● **Your tasks**
1. According to the text about acoustic neuroma surgery, why is its aftermath harder for other people to understand?
2. Decide whether each statement agrees with the text about acoustic neuroma surgery. Answer yes or no for each, quoting the words of the text that settle it.
(a) The dated entry is from Tuesday, August 11, 2009.
(b) The writer's face is giving less trouble than usual this week.
(c) The writer says the invisible effects are less real.
3. Carry on writing the text about acoustic neuroma surgery from where it stops.

A lot of the aftermath of acoustic neuroma surgery is invisible to the outside world - deafness, equilibrium issues, numbness, blurry vision, fatigue. Which doesn't make any of those things less real - it just makes it harder for other people to understand.

And as my beautiful friend Kay would say - "When life gives you lemons, squeeze it in someone's eye and haul ass!"

Tuesday, August 11, 2009

Week From Hell

Why is is that the week leading up to any vacation is sheer hell? I've been busting my butt trying to get a HUGE project done before leave this Friday. On top of that, my hormones (cover your ears) have chosen this week to mount an attack on the host body (that'd be me). And, not to be outdone, my face has decided to be more difficult than usual (complete with droopy eye) and my balance ... well, what can you ever say about that?

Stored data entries
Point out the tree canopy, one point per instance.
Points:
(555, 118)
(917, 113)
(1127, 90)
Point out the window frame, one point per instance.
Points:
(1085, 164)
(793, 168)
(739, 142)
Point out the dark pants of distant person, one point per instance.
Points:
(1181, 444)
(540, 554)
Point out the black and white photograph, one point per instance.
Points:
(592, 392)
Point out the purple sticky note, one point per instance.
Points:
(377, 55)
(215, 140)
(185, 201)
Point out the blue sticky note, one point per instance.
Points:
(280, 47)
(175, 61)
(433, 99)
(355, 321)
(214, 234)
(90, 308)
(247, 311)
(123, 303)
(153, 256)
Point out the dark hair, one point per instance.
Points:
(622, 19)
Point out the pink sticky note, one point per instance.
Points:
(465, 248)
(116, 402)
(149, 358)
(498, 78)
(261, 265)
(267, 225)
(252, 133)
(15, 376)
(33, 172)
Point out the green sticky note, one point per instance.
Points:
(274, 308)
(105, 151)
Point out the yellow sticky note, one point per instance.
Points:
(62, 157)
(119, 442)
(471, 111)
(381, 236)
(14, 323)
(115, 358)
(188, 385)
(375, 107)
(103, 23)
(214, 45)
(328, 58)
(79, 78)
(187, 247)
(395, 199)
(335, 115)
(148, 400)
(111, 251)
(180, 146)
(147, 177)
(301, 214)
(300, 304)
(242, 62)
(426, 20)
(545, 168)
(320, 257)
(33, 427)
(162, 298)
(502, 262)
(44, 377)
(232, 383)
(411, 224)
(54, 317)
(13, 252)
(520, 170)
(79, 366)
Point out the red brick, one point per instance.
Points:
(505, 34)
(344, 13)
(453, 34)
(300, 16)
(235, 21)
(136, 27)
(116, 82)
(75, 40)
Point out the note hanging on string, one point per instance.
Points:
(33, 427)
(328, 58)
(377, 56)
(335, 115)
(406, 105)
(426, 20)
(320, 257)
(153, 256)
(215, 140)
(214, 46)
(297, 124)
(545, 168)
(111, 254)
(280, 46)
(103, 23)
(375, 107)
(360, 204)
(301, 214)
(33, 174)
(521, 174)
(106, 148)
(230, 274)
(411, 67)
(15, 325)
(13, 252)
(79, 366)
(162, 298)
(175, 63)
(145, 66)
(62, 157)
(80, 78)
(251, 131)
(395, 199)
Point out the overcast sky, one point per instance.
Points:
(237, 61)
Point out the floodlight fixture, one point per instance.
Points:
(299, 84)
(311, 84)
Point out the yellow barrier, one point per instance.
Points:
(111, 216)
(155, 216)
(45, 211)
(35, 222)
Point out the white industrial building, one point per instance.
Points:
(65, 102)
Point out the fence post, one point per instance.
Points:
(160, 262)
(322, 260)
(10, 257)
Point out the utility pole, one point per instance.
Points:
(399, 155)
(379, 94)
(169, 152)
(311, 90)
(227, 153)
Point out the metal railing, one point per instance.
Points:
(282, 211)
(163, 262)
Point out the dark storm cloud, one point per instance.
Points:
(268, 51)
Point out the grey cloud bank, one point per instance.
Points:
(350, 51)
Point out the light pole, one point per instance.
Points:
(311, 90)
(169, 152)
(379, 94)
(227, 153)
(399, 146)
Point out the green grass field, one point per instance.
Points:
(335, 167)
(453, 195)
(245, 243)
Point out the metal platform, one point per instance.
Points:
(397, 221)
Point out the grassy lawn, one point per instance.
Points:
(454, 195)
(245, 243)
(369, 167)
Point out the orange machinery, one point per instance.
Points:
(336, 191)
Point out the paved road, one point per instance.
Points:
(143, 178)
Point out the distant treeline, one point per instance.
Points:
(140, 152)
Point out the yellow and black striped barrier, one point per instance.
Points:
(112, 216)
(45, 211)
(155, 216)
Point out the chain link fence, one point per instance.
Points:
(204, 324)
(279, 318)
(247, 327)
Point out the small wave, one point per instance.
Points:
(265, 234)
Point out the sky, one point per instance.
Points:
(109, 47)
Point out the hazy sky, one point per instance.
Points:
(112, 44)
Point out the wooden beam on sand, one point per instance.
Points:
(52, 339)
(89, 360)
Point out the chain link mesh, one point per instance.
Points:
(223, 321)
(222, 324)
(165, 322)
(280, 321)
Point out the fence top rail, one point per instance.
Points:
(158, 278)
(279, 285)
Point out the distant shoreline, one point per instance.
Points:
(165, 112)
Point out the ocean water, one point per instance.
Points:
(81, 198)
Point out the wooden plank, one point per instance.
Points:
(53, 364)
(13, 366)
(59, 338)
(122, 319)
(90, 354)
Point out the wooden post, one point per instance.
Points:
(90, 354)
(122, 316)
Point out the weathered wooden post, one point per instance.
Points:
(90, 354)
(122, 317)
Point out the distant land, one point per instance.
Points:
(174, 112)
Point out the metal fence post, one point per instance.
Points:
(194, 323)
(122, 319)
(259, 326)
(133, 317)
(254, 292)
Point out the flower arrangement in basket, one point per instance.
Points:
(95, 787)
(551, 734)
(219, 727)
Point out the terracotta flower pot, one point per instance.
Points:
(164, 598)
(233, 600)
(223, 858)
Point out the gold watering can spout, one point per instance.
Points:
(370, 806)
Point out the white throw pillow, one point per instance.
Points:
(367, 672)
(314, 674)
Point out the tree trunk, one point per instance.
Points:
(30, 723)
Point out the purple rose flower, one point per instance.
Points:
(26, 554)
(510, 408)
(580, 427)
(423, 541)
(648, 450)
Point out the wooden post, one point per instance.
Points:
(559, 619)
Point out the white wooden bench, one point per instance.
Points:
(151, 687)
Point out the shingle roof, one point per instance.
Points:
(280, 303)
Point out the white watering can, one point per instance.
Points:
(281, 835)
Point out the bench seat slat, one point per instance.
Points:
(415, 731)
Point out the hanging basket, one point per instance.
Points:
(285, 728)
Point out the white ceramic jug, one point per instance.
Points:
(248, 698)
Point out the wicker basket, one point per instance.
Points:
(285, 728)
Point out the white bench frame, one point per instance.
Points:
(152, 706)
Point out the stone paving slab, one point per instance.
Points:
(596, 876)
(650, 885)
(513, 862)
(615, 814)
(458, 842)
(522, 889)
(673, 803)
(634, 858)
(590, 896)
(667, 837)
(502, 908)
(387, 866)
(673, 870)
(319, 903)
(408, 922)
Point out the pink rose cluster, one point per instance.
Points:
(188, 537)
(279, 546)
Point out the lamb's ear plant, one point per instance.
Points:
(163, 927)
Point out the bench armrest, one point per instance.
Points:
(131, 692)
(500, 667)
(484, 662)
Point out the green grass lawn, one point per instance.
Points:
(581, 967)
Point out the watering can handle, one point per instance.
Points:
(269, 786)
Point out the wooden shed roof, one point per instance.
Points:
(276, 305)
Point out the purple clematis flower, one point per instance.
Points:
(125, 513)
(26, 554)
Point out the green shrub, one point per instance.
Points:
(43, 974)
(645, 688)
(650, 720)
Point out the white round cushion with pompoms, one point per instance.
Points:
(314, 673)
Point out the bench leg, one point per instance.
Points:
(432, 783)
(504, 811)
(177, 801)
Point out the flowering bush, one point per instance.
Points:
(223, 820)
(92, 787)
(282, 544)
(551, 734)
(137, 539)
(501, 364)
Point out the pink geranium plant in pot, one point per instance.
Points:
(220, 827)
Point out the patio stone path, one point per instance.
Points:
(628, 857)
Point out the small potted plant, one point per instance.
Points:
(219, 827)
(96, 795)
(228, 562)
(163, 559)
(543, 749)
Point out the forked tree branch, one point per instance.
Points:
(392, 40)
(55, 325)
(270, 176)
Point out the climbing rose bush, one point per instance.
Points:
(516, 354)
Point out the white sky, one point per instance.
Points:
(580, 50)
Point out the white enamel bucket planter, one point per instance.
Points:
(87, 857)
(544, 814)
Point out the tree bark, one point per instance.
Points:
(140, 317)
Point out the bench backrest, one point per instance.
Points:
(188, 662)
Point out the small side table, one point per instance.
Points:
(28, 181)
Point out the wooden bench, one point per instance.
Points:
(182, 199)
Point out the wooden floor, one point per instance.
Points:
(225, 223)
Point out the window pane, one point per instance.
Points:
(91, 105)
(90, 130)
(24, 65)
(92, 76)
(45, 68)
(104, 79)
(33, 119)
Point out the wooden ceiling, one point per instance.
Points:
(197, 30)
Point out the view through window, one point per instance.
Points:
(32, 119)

● **Task-by-task answers**
1. A lot of it is invisible to the outside world.

2.
(a) Yes: "Tuesday, August 11, 2009"
(b) No: "my face has decided to be more difficult than usual"
(c) No: "Which doesn't make any of those things less real"

3.
I'm off to see my doctor this afternoon to see about a temporary fix for the hormonal rages; meanwhile, have started going out for a very brisk walk in the woods every day. We have some wonderful wooded parkland near us, with lots of trails and meadows. Today, I threw in a little mid-walk yoga - picture this ... tree lined pasture, lake in the distance, flock of wild geese rustling about in the tree line, peace, quiet, serenity, me doing a perfect sun-salute, getting ready for a near-perfect warrior pose. When - VRROOMM. A friggin' lawn mower/tractor lurches into my pristine moment!!! Great. Impossible to execute a flawless downward dog while sticking a finger in one ear to block the zillion decibel noise. Hrmph. Little did the guy driving the thing now how close to death he actually was - imagine engaging a middle-aged, hormone crazed woman out in the wild with no witnesses. Lucky bastard.

Friday, whether the work is done or not, we are boarding Continential Airlines and heading to the Windy City! Flurries of emails have been flying back and forth amonst the ANers whilst we decide what to wear, where to meet, what to see, etc. And I am trying to see if Willie and I can squeeze in a dinner at Frontera Grill - one of the all-time world class restaurants. Rick Bayless is one of the great American chefs and his food is sheer joy.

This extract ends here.